## Records excerpted from a collection
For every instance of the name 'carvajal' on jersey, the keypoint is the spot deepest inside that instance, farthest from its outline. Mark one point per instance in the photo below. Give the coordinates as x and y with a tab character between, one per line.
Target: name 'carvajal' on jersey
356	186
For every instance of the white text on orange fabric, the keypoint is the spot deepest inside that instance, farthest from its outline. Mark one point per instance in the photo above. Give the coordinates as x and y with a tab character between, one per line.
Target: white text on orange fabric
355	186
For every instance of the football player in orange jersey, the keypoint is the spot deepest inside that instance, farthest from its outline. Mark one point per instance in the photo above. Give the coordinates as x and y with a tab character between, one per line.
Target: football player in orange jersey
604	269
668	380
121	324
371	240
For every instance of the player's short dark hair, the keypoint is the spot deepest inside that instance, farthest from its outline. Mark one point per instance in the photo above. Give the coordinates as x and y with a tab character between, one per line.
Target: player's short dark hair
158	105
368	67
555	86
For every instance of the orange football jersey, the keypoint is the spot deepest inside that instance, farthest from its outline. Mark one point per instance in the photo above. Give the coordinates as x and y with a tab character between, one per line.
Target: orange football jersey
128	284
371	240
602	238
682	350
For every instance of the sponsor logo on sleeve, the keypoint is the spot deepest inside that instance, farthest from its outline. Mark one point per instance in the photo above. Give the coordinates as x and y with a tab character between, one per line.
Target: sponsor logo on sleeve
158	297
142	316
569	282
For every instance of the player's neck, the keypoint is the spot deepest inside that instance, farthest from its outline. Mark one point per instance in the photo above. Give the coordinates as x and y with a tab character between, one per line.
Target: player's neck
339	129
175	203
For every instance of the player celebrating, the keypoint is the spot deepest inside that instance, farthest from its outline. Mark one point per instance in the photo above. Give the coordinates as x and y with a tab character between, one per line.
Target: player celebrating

## Problem
When a line of the entries above contains the word "celebrating", include it in a tally, then give that tally alone.

## Response for this exercise
2